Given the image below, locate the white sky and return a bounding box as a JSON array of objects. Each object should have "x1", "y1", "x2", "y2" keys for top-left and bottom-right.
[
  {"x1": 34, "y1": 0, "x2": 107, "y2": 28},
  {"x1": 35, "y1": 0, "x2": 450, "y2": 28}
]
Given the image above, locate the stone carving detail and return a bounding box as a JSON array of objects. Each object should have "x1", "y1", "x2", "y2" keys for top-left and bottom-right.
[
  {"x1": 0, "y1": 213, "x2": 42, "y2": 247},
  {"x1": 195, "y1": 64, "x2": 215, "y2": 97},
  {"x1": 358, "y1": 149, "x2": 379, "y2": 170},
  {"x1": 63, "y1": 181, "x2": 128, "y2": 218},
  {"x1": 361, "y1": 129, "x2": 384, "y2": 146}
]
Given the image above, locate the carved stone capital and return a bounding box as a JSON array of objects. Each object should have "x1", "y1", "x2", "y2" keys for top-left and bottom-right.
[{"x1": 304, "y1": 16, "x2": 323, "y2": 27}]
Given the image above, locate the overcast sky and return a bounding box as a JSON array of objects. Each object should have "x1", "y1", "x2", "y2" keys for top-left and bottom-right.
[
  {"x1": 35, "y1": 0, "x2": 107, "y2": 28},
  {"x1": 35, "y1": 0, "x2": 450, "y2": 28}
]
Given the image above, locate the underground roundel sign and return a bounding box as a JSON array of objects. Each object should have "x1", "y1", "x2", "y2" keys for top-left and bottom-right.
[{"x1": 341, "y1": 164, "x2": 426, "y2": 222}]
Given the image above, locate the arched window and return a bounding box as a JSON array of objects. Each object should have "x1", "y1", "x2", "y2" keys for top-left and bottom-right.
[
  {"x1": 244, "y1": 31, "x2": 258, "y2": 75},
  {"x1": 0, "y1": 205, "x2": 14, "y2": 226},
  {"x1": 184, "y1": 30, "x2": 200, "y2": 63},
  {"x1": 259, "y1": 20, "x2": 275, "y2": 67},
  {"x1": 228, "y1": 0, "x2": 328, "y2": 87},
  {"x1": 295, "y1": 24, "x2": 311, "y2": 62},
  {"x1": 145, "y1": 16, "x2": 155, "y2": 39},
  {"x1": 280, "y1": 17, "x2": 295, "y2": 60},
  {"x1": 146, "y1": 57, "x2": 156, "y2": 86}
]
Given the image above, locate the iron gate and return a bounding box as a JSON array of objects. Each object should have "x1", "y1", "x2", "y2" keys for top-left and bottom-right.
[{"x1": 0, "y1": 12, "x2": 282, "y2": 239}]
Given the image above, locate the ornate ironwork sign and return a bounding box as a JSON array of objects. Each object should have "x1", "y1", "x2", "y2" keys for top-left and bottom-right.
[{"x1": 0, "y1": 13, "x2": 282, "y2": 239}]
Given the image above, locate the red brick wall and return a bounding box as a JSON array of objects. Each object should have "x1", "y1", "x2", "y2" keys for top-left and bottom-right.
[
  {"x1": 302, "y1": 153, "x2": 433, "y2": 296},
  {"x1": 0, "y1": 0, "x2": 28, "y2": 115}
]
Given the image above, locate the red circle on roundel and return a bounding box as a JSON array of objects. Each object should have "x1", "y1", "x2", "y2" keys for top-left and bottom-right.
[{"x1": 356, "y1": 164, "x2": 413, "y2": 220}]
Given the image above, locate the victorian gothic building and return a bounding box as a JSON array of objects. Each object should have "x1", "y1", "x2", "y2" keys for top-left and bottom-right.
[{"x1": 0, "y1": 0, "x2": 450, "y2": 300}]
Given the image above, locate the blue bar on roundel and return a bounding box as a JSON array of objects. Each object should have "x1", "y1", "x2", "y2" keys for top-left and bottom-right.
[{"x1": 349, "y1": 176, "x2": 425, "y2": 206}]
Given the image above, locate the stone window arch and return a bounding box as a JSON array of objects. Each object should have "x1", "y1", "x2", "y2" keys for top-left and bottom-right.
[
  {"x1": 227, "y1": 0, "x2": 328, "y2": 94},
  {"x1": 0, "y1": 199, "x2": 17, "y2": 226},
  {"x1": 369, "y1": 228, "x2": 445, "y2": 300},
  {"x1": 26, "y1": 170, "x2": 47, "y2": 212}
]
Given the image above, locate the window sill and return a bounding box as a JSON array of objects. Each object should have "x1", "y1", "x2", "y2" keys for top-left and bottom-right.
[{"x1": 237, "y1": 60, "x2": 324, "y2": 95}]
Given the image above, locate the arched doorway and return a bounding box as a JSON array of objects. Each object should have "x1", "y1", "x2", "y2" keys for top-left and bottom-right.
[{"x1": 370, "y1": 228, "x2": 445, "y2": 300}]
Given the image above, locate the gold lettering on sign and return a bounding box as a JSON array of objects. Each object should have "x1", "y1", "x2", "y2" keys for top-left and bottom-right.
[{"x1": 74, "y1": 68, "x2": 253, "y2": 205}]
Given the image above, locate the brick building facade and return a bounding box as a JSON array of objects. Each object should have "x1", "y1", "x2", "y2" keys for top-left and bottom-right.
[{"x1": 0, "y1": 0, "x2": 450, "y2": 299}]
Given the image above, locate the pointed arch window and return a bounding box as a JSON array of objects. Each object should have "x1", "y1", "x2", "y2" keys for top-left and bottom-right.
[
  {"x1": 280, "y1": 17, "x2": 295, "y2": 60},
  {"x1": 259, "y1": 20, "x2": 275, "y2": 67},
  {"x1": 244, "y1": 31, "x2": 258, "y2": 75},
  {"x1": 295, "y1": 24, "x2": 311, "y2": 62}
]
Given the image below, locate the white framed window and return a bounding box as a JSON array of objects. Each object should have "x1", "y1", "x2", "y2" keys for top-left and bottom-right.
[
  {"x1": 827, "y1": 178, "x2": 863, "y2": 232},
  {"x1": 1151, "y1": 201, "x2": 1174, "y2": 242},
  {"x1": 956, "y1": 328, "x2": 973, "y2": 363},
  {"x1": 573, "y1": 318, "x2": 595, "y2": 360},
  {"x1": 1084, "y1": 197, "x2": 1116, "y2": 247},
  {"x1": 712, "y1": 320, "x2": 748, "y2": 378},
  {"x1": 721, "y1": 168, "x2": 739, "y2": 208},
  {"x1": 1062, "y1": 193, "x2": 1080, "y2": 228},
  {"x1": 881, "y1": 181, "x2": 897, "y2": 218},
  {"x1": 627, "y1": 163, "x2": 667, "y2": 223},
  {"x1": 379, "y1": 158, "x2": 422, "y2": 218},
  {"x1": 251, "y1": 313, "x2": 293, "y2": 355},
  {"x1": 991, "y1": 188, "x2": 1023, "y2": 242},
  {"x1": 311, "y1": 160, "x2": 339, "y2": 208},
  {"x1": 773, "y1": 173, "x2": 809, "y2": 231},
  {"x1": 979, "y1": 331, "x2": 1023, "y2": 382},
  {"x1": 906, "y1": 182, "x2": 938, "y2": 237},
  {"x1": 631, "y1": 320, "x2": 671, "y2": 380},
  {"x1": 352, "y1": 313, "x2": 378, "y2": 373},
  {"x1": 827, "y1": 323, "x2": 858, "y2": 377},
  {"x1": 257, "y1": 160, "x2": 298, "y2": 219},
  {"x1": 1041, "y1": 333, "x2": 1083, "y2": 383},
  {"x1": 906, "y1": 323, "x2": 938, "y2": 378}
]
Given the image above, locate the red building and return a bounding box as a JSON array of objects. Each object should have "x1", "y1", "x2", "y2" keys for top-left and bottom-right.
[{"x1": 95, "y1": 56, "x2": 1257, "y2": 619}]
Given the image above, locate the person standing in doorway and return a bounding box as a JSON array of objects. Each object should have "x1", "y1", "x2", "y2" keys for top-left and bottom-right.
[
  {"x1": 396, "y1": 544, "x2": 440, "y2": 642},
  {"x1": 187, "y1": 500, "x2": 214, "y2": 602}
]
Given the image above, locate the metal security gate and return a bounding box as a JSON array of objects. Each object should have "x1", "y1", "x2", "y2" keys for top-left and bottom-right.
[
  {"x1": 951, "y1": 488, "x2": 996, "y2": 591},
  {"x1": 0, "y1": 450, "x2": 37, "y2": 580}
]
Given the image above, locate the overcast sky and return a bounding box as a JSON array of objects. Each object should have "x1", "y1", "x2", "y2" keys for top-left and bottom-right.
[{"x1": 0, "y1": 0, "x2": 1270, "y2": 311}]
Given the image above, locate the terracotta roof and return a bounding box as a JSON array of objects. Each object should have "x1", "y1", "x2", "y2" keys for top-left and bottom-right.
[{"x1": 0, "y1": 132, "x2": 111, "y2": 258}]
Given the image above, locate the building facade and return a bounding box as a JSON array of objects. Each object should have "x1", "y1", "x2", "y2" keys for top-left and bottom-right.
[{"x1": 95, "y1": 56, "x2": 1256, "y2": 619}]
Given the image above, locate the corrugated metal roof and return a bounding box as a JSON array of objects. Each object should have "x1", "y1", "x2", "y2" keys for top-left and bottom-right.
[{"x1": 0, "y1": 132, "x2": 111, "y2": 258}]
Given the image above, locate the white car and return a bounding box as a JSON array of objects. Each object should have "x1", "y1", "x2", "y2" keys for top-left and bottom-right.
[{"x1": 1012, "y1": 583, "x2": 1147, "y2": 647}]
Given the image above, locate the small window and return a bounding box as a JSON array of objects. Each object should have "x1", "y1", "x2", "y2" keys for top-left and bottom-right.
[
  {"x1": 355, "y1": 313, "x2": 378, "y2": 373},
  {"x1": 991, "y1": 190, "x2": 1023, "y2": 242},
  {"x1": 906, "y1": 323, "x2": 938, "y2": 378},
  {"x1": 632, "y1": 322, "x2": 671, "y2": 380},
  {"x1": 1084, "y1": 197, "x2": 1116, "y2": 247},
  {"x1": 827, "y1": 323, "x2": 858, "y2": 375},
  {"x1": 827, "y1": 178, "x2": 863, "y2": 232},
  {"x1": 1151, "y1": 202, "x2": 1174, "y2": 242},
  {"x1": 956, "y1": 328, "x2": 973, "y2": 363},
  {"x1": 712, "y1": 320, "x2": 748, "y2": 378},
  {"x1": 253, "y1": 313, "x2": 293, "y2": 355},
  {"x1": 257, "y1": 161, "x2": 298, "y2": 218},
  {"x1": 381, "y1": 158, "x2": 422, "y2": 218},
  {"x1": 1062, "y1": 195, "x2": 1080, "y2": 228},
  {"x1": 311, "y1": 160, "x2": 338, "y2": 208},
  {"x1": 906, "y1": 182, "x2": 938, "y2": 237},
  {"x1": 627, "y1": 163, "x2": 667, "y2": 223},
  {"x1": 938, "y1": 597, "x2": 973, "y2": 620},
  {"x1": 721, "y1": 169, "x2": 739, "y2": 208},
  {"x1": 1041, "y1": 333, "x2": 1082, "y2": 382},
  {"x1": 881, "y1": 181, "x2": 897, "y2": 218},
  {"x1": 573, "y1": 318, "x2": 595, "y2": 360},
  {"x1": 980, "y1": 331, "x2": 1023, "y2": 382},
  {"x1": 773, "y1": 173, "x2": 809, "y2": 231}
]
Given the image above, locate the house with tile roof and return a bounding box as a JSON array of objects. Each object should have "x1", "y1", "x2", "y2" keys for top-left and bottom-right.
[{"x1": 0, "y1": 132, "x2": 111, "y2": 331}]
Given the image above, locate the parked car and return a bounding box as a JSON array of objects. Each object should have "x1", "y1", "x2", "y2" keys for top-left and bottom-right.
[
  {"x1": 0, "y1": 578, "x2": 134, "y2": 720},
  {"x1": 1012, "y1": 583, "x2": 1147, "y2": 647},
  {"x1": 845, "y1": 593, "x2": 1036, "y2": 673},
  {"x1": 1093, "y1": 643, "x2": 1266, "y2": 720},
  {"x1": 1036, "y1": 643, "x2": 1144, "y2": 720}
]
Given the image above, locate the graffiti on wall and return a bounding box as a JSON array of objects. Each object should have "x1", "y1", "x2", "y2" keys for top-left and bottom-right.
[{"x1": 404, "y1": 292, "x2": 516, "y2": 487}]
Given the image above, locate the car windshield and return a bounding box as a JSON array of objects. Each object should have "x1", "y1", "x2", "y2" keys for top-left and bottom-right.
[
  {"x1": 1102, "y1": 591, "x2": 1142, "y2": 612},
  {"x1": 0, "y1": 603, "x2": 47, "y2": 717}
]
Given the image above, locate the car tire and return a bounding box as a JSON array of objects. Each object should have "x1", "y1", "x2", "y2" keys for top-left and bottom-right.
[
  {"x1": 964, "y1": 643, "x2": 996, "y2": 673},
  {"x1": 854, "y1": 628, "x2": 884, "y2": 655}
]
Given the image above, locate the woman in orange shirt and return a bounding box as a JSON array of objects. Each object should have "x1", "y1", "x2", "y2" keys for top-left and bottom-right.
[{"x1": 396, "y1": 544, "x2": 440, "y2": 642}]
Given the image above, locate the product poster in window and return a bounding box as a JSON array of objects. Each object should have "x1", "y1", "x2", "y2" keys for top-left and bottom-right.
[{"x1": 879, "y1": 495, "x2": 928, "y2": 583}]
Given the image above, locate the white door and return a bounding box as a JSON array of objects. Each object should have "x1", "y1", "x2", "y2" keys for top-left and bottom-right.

Task brief: Return each line of the material above that contains the word "lettering".

Result of this task:
Given the image above, locate the gold lettering on sign and return a bounding box as a JSON array of objects. Each object should have "x1", "y1", "x2", "y2" keys for top-left and bottom-right.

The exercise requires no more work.